* **Extract**
════
# Nigerian Buck Critique



## rssgnl27 (May 9, 2012)

Just wanted to see what the other Nigerian breeders thought. I'd love some feedback! Thanks! Oh- He's exactly a year old in this picture


----------



## Cedar Point Kikos (Oct 16, 2013)

Nice looking buck! I like his colours! (yes, that's the Canadian way to spell 'colors' :lol: )
It might help to post pictures taken at his level, not looking down at him...and front/top/back pics...just suggestions!


----------



## fishin816 (Mar 4, 2011)

Nice brisket, level top line, legs aren't posty, stands on strong feet,

He does have a steep rump though. It's be better if I could see a conformation pic of him though. 

Could ya get a pic of his front end? 

He has beautiful colors though! He looks a lot like my Gypsy!


----------



## WalshKidsGoats (Nov 27, 2012)

Wow, do I ever love that color! I have a buck that looks very similar!
I like how uphill he is, nice brisket extension, beautiful head, tight toes, nice rear leg angulation. He is showing good length and body capacity for only being a year old. He does appear to toe out a bit and it's hard to tell if he has a steep rump or if that's his tail and fluff getting in the way!
════
* **Raw data**
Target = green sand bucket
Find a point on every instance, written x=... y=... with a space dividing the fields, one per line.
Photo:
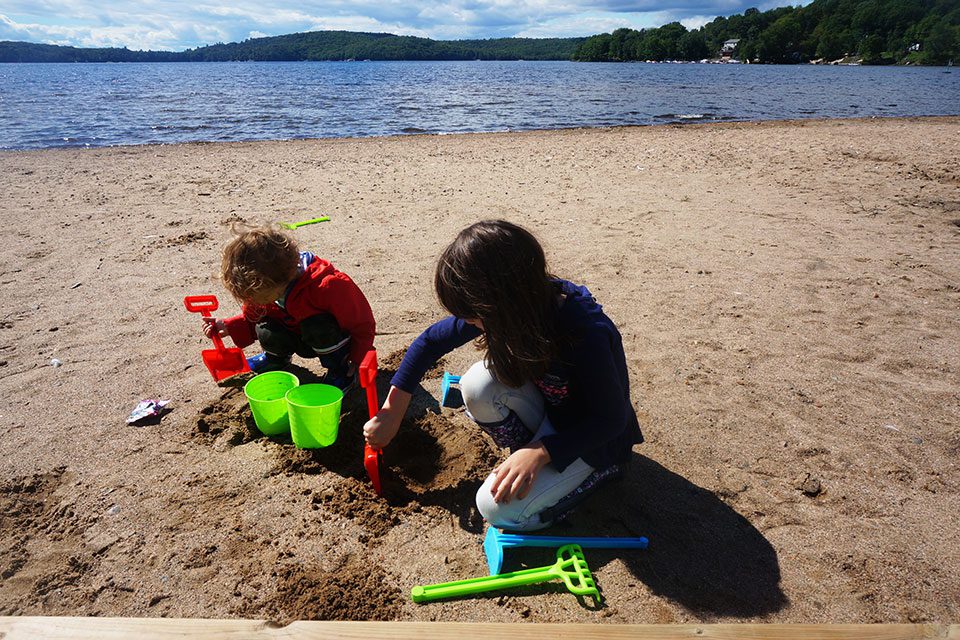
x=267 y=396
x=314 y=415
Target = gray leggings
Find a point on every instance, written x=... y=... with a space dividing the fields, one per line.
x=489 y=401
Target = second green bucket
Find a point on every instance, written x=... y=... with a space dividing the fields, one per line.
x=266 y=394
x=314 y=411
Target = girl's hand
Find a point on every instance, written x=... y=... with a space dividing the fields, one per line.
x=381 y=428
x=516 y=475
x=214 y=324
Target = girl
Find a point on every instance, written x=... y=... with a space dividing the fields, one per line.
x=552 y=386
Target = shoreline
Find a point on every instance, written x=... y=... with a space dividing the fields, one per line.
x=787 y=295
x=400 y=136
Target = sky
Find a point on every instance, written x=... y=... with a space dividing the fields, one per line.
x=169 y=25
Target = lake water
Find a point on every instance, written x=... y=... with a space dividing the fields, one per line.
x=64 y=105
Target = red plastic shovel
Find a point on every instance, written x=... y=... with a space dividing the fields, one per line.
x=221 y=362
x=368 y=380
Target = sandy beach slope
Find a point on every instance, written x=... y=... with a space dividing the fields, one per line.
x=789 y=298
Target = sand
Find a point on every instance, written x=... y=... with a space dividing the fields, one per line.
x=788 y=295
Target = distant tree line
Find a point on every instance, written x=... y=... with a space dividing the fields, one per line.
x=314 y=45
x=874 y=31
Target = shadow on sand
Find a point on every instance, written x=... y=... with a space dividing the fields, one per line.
════
* **Given problem**
Reproduce verbatim everything in the buck critique thread above, from "## fishin816 (Mar" down to "of him though.".

* **Written solution**
## fishin816 (Mar 4, 2011)

Nice brisket, level top line, legs aren't posty, stands on strong feet,

He does have a steep rump though. It's be better if I could see a conformation pic of him though.